The request: Transcribe, character for character, the data starting at the line containing "Tag every instance of the lane" and ending at the last line of the data.

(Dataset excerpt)
::::::

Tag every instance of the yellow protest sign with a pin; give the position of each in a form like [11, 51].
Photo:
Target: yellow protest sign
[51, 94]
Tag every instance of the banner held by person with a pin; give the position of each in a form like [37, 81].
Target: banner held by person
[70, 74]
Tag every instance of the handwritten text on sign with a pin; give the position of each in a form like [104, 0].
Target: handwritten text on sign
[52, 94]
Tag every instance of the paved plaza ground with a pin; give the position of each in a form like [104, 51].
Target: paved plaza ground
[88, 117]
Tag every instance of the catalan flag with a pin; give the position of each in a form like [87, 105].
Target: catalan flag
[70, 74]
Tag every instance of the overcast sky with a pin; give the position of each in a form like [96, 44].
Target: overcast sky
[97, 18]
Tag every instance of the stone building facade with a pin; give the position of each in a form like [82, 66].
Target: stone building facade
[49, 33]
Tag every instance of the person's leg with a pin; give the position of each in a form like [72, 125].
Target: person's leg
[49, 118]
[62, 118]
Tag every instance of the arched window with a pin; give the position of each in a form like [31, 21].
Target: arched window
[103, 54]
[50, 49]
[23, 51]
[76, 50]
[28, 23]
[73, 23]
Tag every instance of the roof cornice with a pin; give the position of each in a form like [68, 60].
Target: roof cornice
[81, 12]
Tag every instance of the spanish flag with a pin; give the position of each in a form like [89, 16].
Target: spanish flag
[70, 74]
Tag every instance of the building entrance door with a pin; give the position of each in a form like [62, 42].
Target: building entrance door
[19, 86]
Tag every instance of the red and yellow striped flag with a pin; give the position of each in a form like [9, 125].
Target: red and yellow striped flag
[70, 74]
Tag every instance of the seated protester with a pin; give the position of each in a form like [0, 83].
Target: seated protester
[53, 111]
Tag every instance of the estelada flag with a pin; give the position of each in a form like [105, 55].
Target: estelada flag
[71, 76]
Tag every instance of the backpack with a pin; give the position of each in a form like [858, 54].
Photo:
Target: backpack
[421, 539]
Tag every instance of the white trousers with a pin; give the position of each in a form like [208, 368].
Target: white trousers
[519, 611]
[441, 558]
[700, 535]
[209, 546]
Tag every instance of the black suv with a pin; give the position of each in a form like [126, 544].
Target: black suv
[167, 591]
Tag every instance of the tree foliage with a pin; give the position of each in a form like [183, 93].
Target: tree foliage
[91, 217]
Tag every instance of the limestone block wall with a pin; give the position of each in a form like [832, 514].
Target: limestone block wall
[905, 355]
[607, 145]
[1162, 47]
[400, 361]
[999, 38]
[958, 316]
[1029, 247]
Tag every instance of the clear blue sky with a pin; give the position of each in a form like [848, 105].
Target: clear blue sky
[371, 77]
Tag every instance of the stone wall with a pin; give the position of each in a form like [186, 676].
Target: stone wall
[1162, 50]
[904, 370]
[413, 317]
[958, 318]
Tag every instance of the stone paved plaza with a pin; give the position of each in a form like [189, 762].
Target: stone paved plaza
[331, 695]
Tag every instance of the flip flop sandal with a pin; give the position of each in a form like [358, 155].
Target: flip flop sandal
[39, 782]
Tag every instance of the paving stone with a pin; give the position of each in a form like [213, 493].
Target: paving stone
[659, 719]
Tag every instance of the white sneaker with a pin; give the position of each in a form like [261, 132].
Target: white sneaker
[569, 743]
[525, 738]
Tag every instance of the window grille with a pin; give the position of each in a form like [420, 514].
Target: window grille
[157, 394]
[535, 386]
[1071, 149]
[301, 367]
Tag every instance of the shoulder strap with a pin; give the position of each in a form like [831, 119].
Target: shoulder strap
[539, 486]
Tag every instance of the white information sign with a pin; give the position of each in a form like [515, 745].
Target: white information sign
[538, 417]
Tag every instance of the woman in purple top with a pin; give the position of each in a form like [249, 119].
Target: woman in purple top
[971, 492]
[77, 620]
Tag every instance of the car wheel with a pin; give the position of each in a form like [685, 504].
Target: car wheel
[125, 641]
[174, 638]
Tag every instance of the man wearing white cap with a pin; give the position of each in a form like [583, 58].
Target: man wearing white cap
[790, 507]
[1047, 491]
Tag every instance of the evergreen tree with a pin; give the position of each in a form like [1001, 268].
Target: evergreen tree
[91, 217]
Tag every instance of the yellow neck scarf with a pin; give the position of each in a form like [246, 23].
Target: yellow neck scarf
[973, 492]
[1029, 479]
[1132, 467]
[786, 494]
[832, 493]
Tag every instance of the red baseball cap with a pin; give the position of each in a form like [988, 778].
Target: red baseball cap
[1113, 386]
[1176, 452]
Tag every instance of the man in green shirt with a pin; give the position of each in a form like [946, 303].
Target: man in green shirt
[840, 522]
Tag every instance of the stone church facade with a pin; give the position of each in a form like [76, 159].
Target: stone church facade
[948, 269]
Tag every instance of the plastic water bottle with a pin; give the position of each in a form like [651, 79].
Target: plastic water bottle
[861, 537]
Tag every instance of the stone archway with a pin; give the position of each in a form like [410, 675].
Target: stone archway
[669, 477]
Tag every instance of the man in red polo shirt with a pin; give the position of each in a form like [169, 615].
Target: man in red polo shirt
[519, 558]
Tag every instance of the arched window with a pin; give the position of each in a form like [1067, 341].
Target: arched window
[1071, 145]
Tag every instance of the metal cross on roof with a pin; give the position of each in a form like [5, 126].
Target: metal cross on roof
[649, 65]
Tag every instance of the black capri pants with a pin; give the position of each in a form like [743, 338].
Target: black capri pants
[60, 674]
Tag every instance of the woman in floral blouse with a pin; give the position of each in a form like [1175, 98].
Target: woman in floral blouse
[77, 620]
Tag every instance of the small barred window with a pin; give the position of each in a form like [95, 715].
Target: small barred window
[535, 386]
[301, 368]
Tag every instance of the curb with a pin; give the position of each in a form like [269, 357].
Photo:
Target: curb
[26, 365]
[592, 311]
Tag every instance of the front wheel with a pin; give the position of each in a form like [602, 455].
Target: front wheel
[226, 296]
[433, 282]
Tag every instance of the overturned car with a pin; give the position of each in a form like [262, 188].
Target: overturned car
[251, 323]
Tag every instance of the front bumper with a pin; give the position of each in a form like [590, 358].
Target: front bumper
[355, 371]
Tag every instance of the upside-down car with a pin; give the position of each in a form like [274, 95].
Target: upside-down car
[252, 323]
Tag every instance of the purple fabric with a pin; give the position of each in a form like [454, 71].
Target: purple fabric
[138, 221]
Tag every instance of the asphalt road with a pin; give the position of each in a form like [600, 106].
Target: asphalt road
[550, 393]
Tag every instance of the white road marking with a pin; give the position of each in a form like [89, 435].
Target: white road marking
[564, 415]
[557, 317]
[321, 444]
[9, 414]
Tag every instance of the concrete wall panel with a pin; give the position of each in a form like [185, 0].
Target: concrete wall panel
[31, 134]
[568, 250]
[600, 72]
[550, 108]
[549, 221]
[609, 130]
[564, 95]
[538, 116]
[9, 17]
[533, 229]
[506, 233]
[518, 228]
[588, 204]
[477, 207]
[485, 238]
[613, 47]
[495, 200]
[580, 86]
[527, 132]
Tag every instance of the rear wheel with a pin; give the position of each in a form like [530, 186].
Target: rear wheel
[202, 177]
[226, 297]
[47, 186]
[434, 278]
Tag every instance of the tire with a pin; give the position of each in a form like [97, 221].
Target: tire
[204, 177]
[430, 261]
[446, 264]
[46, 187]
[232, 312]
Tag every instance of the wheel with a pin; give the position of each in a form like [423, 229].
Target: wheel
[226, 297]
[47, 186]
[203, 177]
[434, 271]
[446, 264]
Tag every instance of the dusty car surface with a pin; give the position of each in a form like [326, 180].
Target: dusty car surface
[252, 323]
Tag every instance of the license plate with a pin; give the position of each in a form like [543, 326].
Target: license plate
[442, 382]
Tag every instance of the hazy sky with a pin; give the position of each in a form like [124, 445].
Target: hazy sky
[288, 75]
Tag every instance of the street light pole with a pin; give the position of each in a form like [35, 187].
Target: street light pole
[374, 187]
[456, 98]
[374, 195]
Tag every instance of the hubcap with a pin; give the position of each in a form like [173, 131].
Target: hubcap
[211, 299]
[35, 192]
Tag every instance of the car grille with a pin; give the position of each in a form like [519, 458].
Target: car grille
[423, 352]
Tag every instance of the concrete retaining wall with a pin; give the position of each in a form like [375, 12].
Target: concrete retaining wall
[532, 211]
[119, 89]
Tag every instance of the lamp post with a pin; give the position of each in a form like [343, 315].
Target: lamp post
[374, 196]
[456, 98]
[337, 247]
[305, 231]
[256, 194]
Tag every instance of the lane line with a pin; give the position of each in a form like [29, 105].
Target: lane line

::::::

Task result:
Tag every instance of the lane line with a pin; give the position of each in a form like [29, 105].
Target: lane line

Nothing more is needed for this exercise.